──────── Data extract ────────

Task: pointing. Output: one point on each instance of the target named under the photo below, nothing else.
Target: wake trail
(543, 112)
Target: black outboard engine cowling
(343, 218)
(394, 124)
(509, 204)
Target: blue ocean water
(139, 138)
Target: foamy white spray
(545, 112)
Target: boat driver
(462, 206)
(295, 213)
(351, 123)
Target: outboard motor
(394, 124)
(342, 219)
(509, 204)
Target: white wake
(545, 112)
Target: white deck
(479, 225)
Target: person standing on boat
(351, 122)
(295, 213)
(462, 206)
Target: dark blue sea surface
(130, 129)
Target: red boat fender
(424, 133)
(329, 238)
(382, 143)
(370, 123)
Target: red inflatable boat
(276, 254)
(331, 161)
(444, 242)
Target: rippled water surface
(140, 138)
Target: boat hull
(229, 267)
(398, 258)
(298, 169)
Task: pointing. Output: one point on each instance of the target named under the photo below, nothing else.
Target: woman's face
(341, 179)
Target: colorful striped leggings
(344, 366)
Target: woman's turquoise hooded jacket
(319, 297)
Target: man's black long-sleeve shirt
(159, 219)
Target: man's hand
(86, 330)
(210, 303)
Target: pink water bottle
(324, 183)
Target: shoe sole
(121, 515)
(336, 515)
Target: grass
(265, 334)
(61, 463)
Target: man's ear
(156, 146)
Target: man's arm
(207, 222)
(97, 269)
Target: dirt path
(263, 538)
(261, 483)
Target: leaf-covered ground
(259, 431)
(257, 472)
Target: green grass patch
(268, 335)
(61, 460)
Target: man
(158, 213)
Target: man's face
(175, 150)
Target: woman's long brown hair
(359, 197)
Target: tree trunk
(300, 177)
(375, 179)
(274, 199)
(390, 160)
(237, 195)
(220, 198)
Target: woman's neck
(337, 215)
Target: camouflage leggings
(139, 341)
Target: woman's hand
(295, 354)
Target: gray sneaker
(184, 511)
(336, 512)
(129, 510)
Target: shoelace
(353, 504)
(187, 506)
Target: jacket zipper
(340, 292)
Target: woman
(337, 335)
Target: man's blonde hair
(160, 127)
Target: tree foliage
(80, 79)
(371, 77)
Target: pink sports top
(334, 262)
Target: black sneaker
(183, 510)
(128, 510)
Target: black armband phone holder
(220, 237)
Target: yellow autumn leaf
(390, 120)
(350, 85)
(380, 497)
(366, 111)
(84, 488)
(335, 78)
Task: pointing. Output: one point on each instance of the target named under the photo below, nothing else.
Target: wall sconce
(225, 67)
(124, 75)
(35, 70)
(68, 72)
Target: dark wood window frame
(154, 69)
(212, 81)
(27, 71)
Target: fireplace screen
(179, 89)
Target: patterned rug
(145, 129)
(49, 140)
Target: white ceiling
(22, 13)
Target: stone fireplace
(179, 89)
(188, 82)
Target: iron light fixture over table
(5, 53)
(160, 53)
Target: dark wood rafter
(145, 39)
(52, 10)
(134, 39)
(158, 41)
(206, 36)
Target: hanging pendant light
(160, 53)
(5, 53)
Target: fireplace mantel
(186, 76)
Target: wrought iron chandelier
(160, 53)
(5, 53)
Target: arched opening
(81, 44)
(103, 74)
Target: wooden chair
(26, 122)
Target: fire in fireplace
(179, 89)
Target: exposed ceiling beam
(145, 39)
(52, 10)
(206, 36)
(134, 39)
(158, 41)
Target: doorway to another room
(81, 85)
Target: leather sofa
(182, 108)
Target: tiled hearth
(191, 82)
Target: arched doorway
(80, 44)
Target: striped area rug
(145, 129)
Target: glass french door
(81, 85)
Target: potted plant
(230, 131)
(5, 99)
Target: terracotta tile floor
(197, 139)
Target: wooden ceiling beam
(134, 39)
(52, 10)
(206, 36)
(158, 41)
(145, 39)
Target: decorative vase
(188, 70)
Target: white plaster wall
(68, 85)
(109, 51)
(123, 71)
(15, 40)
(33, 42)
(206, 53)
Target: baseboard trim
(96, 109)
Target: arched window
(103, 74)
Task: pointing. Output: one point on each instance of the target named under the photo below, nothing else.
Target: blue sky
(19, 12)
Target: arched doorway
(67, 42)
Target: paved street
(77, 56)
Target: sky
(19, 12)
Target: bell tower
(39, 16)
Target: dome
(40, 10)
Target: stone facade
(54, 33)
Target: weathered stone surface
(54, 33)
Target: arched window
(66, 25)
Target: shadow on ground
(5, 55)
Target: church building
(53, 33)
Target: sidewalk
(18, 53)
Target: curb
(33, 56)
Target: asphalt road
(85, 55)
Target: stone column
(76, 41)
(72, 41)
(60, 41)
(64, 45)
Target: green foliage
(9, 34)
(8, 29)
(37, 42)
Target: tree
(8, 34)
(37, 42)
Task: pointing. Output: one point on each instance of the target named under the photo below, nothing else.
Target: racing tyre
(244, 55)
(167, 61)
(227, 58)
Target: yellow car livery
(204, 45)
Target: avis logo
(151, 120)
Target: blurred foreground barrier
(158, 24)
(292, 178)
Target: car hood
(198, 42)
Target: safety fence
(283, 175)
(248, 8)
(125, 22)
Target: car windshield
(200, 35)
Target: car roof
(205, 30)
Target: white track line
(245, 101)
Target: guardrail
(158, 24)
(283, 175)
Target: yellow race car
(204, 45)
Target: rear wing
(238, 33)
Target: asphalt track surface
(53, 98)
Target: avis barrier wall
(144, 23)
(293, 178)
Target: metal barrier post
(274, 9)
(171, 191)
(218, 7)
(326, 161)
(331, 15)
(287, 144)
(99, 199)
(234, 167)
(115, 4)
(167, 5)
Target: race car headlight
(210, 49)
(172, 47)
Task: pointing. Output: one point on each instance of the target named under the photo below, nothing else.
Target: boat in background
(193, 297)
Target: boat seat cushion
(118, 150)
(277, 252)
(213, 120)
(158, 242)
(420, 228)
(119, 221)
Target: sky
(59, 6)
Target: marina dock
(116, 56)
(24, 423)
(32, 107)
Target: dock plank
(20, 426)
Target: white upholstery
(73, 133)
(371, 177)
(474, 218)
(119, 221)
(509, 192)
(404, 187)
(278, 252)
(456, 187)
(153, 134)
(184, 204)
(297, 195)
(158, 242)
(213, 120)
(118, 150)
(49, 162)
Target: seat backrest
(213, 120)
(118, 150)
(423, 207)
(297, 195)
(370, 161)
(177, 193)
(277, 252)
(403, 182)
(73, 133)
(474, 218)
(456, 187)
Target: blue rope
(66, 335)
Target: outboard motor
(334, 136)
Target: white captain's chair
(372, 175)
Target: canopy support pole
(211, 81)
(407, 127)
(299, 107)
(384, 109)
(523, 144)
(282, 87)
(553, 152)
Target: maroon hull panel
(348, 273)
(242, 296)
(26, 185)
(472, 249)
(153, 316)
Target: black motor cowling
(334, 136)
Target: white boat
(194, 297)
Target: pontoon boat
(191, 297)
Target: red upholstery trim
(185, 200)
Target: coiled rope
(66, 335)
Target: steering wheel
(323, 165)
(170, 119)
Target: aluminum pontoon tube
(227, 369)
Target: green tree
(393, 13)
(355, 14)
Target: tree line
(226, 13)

────────

Would you write down every record again, exactly?

Answer section:
Task: pointing. Output: one point on each instance of the target named under the photo below, nothing else.
Target: wake trail
(543, 112)
Target: black outboard engine cowling
(343, 218)
(394, 124)
(509, 204)
Target: blue ocean water
(139, 138)
Target: foamy white spray
(545, 112)
Target: boat driver
(462, 206)
(295, 213)
(351, 123)
Target: outboard motor
(394, 124)
(342, 219)
(509, 204)
Target: white wake
(545, 112)
Target: white deck
(479, 225)
Target: person standing on boat
(351, 122)
(295, 213)
(462, 206)
Target: dark blue sea surface
(130, 129)
Target: red boat fender
(424, 133)
(329, 238)
(382, 143)
(370, 123)
Target: red inflatable boat
(276, 254)
(331, 161)
(444, 242)
Target: rippled water surface
(140, 138)
Target: boat hull
(229, 267)
(398, 258)
(298, 169)
Task: pointing. Output: one point on each instance of the target named under the photo below, nothing else.
Target: woman's face
(341, 179)
Target: colorful striped leggings
(344, 366)
Target: woman's turquoise hooded jacket
(319, 297)
Target: man's black long-sleeve shirt
(159, 219)
Target: man's hand
(86, 330)
(210, 303)
Target: pink water bottle
(324, 183)
Target: shoe sole
(121, 515)
(336, 515)
Target: grass
(265, 334)
(61, 463)
Target: man's ear
(156, 146)
Target: man's arm
(207, 222)
(97, 269)
Target: dirt path
(263, 538)
(261, 483)
Target: leaf-covered ground
(259, 431)
(257, 472)
Target: green grass patch
(268, 335)
(61, 460)
Target: man
(158, 213)
Target: man's face
(175, 150)
Target: woman's long brown hair
(359, 197)
Target: tree trunk
(300, 177)
(375, 179)
(274, 199)
(390, 160)
(237, 195)
(220, 198)
Target: woman's neck
(337, 215)
Target: camouflage leggings
(139, 341)
Target: woman's hand
(295, 354)
Target: gray sneaker
(184, 511)
(336, 512)
(129, 510)
Target: shoelace
(353, 504)
(187, 506)
Target: jacket zipper
(340, 292)
Target: woman
(337, 335)
Target: man's blonde hair
(160, 127)
Target: tree foliage
(80, 79)
(371, 77)
Target: pink sports top
(334, 262)
Target: black sneaker
(183, 510)
(128, 510)
Target: black armband phone holder
(220, 237)
Target: yellow autumn leaf
(390, 120)
(350, 85)
(380, 497)
(366, 111)
(84, 488)
(335, 78)
Task: pointing. Output: one point on each instance of the target named under the photo below, nothing else.
Target: wall sconce
(225, 67)
(124, 75)
(35, 70)
(68, 72)
Target: dark wood window frame
(154, 69)
(212, 81)
(27, 71)
Target: fireplace screen
(179, 89)
Target: patterned rug
(145, 129)
(49, 140)
Target: white ceiling
(22, 13)
Target: stone fireplace
(179, 89)
(188, 82)
Target: iron light fixture over table
(5, 53)
(160, 53)
Target: dark wood rafter
(145, 39)
(52, 10)
(134, 39)
(158, 41)
(206, 36)
Target: hanging pendant light
(160, 53)
(5, 53)
Target: fireplace mantel
(186, 76)
Target: wrought iron chandelier
(160, 53)
(5, 53)
Target: arched opening
(81, 44)
(103, 74)
Target: wooden chair
(26, 122)
Target: fire in fireplace
(179, 89)
Target: exposed ceiling beam
(145, 39)
(52, 10)
(206, 36)
(134, 39)
(158, 41)
Target: doorway to another room
(81, 85)
Target: leather sofa
(182, 108)
Target: tiled hearth
(191, 82)
Target: arched doorway
(80, 44)
Target: striped area rug
(145, 129)
Target: glass french door
(81, 85)
Target: potted plant
(230, 131)
(5, 99)
Target: terracotta tile floor
(197, 139)
Target: wooden ceiling beam
(134, 39)
(52, 10)
(206, 36)
(158, 41)
(145, 39)
Target: decorative vase
(188, 70)
Target: white plaster wall
(68, 85)
(109, 51)
(123, 71)
(15, 40)
(33, 42)
(206, 53)
Target: baseboard trim
(96, 109)
Target: arched window
(103, 74)
Task: pointing. Output: one point on each instance of the target named under the photo below, nothing else.
Target: blue sky
(19, 12)
Target: arched doorway
(67, 42)
Target: paved street
(77, 56)
Target: sky
(19, 12)
Target: bell tower
(39, 16)
Target: dome
(40, 10)
Target: stone facade
(54, 33)
Target: weathered stone surface
(54, 33)
Target: arched window
(66, 25)
Target: shadow on ground
(5, 55)
Target: church building
(53, 33)
Target: sidewalk
(18, 53)
Target: curb
(33, 56)
Target: asphalt road
(85, 55)
Target: stone column
(76, 41)
(72, 41)
(60, 41)
(64, 45)
Target: green foliage
(9, 34)
(8, 29)
(37, 42)
Target: tree
(8, 34)
(37, 42)
Task: pointing. Output: one point on each instance of the target named under the photo below, nothing else.
Target: racing tyre
(244, 55)
(167, 61)
(227, 58)
Target: yellow car livery
(204, 45)
Target: avis logo
(151, 120)
Target: blurred foreground barrier
(158, 24)
(292, 178)
Target: car hood
(198, 42)
Target: safety fence
(283, 175)
(248, 8)
(125, 22)
Target: car windshield
(200, 35)
Target: car roof
(205, 30)
Target: white track line
(245, 101)
Target: guardrail
(158, 24)
(283, 175)
Target: yellow race car
(204, 45)
Target: rear wing
(238, 33)
Target: asphalt track surface
(53, 98)
Target: avis barrier wall
(144, 23)
(293, 178)
Target: metal barrier post
(274, 9)
(171, 191)
(218, 7)
(326, 161)
(331, 15)
(287, 144)
(99, 199)
(234, 167)
(115, 4)
(167, 5)
Target: race car headlight
(210, 49)
(172, 47)
Task: pointing. Output: one point on each instance of the target named under the photo below, nothing else.
Target: boat in background
(193, 297)
Target: boat seat cushion
(118, 150)
(277, 252)
(213, 120)
(158, 242)
(420, 228)
(119, 221)
Target: sky
(59, 6)
Target: marina dock
(116, 56)
(24, 423)
(32, 107)
Target: dock plank
(20, 426)
Target: white upholstery
(73, 133)
(371, 177)
(474, 218)
(119, 221)
(509, 192)
(404, 187)
(278, 252)
(456, 187)
(153, 134)
(184, 204)
(297, 195)
(158, 242)
(213, 120)
(118, 150)
(49, 162)
Target: seat backrest
(213, 120)
(118, 150)
(423, 207)
(297, 195)
(370, 161)
(177, 193)
(277, 252)
(403, 182)
(73, 133)
(474, 218)
(456, 187)
Target: blue rope
(66, 335)
Target: outboard motor
(334, 136)
Target: white captain's chair
(372, 175)
Target: canopy support pole
(211, 81)
(407, 127)
(299, 107)
(384, 109)
(523, 144)
(282, 87)
(553, 152)
Target: maroon hull panel
(348, 273)
(242, 296)
(26, 185)
(472, 249)
(153, 316)
Target: black motor cowling
(334, 136)
Target: white boat
(194, 297)
Target: pontoon boat
(191, 297)
Target: red upholstery trim
(185, 200)
Target: coiled rope
(66, 335)
Target: steering wheel
(323, 165)
(170, 119)
Target: aluminum pontoon tube
(227, 369)
Target: green tree
(393, 13)
(355, 14)
Target: tree line
(226, 13)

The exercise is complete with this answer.